_Text segment_

The aforementioned Sam Miller also added that Chief Wilson was playing his home games in Forbes Field, which in 1912 had a 460-foot center-field distance, noticeably longer than any current MLB park. In his record-setting season, Wilson hit 24 triples at home, a total that has not been surpassed in an entire season since 1925. Additionally, Wilson himself never hit more than 14 triples in any other season. On top of this, no minor-league player has ever had more than 31 triples in a season, despite that level of the game having less capable defenders, many quirky ballparks (more so in past decades than today), and in some historical cases much longer seasons.

Most walks drawn in a season – 232; most intentional walks drawn in a season – 120 
Both records set by Barry Bonds in 2004. The aforementioned Matt Kelly noted that the only other player who had drawn even 170 walks in a season was Babe Ruth in 1923. As for intentional walks, Bonds himself is the only player to have drawn even half of his 2004 total in any other season (68 in 2002, 61 in 2003); the next-highest player is Willie McCovey with 45 in 1969.

_Records provided_

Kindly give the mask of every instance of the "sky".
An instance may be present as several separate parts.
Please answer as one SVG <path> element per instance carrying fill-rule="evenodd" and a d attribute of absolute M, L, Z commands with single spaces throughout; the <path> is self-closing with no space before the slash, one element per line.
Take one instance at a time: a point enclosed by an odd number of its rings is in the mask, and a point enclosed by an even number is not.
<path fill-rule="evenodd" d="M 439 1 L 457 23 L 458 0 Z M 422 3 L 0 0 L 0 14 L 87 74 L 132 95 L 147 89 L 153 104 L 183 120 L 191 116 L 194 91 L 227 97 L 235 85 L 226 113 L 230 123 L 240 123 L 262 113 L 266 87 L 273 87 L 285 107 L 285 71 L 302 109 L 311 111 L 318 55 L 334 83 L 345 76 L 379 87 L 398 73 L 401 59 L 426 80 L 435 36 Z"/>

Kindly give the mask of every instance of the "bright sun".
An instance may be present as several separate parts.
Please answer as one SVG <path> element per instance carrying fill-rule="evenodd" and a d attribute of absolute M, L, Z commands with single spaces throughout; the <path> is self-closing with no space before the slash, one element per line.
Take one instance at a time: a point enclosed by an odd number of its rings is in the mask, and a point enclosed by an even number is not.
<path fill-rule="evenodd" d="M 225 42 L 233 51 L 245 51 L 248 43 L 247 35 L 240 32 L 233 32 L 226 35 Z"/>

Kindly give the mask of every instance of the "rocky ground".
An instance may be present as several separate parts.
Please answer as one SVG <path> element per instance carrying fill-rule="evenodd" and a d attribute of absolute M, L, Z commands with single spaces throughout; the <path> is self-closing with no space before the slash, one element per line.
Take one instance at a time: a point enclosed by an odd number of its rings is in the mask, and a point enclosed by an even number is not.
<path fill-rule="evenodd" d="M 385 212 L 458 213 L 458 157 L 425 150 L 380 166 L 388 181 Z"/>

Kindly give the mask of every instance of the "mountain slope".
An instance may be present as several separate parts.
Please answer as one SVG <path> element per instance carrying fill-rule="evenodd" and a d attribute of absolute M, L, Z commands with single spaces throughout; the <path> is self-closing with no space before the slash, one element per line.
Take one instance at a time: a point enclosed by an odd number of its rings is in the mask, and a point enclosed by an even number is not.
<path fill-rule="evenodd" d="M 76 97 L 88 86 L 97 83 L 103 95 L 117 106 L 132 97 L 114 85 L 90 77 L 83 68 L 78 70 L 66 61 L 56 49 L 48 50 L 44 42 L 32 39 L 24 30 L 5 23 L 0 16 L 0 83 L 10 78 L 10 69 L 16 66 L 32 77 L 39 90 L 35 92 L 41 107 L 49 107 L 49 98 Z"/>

---

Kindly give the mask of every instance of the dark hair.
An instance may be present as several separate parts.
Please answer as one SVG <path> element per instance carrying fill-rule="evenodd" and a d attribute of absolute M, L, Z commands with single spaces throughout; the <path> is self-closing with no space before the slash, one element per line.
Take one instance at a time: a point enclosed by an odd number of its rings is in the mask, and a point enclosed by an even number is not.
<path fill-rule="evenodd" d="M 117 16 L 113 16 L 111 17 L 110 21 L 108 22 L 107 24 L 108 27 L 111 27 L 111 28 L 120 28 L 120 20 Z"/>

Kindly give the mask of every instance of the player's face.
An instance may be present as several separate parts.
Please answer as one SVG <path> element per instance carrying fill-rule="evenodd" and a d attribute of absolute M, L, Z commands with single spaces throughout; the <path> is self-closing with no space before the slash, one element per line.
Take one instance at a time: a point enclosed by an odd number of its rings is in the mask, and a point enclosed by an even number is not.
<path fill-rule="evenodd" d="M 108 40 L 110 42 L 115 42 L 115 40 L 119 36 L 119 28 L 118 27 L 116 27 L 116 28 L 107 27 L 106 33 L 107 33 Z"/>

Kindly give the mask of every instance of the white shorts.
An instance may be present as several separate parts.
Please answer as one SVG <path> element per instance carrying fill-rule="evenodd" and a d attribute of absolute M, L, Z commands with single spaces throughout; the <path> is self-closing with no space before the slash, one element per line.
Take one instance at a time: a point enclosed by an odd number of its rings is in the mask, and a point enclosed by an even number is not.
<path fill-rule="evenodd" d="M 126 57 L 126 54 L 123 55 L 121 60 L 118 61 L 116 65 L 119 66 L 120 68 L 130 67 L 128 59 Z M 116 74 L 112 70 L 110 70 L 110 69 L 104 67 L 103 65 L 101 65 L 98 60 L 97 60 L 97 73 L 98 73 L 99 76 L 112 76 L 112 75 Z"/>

* * *

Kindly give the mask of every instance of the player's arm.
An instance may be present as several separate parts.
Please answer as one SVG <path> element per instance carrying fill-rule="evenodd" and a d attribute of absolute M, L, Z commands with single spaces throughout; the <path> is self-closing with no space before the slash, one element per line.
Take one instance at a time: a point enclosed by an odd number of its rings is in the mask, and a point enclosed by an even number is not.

_Task requirements_
(a) Answer these questions about the text on baseball season records:
(i) What was the center-field distance at Forbes Field in 1912?
(ii) How many triples did Chief Wilson hit at home in his record-setting season?
(iii) Which player ranks next-highest in intentional walks after Bonds, and with what total?
(b) Write what comes next in the text on baseball season records, picking up after its final sentence.

_Outputs for the tasks_
(a)
(i) 460 feet
(ii) 24
(iii) Willie McCovey, with 45 in 1969

(b)
Most home runs in a game – 4 

In all, 18 players have hit four home runs in a game. A five-homer game would require not only that a player get five plate appearances, but that he receive hittable pitches in each appearance. Only two players, having hit four in one game, have ever made a plate appearance that could have resulted in a fifth: Lou Gehrig in 1932 and Mike Cameron in 2002. Each had two plate appearances in a game after having hit four homers; in Gehrig's last at-bat, he hit a deep fly to center. Breaking this record would also set the single-game record for most total bases, with 20. Relatedly, no player has homered in five consecutive at-bats over multiple games. However, home runs are being hit at ever-increasing rates, reflecting batters' increased focus on "launch angles", a dramatically reduced stigma for strikeouts, and, some allege, that MLB has "juiced" the ball.  These factors increase the prospect of a five-homer game, particularly over extra innings.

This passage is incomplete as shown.